Metin alıntısı:
________
Dünyanın avuç içi kadar küçüldüğü, iletişimin akıl almaz noktalara ulaştığı, teknolojinin çıldırdığı, uzaklık mefhumunun ortadan kalktığı şu zamanda, insanlar arasında mesafeler sanki iyice açılıyor gibi. Beldeler, şehirler, ülkeler birbirine yaklaşıyor fakat, insanlar birbirinden uzaklaşıyor. Aynı sitede, aynı apartmanda, aynı katta yaşayan iki komşu birbirini tanımıyor. Merdivende karşılaşıp omuz omuza geçenler, aynı asansöre binip yüz yüze gelenler, bir “merhaba” ile de olsa selâmlaşmıyorlar. Selâmın olmadığı yerde kelâm da olmadığından, sessizlik bozulmuyor. Birisi cep telefonu ile oynarken, öbürü asansör aynasında saçlarını tarıyor, göz göze gelmekten kaçınıyorlar.
________
Kayıt alıntıları:
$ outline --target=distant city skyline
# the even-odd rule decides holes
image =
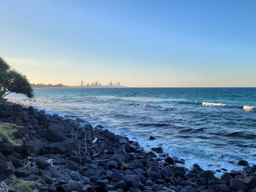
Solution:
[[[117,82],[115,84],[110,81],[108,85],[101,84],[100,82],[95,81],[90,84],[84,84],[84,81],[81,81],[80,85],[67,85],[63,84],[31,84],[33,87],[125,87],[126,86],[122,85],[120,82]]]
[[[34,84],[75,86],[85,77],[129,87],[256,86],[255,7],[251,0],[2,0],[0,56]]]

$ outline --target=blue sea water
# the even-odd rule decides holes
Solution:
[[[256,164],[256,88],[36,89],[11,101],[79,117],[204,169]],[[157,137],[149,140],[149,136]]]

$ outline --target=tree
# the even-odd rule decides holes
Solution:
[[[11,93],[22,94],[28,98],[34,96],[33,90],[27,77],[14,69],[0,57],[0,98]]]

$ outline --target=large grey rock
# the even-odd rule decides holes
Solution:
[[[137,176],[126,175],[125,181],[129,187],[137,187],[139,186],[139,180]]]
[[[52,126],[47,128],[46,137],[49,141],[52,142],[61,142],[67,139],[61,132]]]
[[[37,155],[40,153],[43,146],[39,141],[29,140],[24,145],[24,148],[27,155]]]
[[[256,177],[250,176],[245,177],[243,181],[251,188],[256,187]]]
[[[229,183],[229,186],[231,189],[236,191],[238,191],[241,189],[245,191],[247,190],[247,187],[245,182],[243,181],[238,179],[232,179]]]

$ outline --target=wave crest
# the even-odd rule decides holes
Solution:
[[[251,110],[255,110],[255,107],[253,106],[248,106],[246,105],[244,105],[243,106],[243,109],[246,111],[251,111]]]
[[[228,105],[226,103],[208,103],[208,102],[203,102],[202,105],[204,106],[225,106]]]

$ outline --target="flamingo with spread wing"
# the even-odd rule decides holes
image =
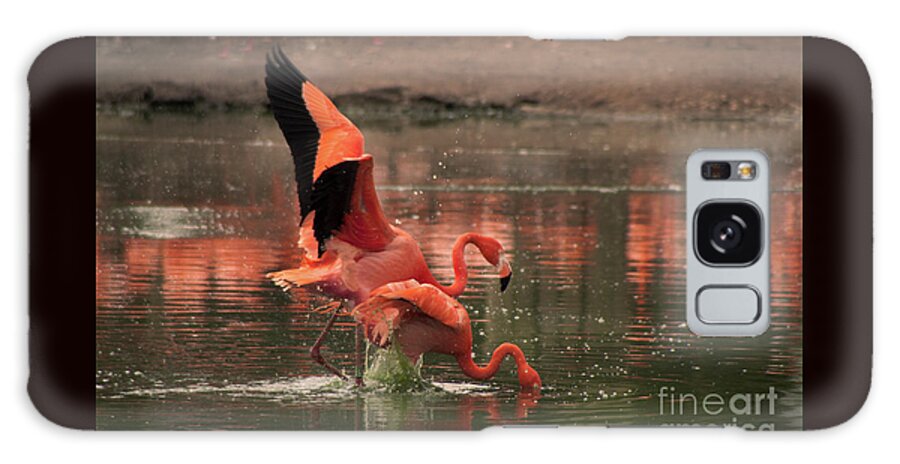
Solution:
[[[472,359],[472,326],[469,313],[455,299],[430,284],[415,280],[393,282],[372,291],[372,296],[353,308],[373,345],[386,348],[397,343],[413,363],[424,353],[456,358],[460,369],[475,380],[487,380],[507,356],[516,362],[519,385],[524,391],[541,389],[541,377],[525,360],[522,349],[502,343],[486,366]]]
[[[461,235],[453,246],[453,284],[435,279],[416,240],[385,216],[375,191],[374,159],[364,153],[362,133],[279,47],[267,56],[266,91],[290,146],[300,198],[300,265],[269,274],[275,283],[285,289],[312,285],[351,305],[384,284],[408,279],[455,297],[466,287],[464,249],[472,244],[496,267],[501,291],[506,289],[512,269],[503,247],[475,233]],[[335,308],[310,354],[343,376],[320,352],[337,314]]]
________
Verilen istek: İnsanlar arasındaki mesafeyi konu alan metinden, "Dünyanın avuç içi" sözcüklerinin geçtiği yerden başlayıp "göze gelmekten kaçınıyorlar." sözcüklerinden sonra biten bölümü harfi harfine alıntılayın.

Çıktı:
Dünyanın avuç içi kadar küçüldüğü, iletişimin akıl almaz noktalara ulaştığı, teknolojinin çıldırdığı, uzaklık mefhumunun ortadan kalktığı şu zamanda, insanlar arasında mesafeler sanki iyice açılıyor gibi. Beldeler, şehirler, ülkeler birbirine yaklaşıyor fakat, insanlar birbirinden uzaklaşıyor. Aynı sitede, aynı apartmanda, aynı katta yaşayan iki komşu birbirini tanımıyor. Merdivende karşılaşıp omuz omuza geçenler, aynı asansöre binip yüz yüze gelenler, bir “merhaba” ile de olsa selâmlaşmıyorlar. Selâmın olmadığı yerde kelâm da olmadığından, sessizlik bozulmuyor. Birisi cep telefonu ile oynarken, öbürü asansör aynasında saçlarını tarıyor, göz göze gelmekten kaçınıyorlar.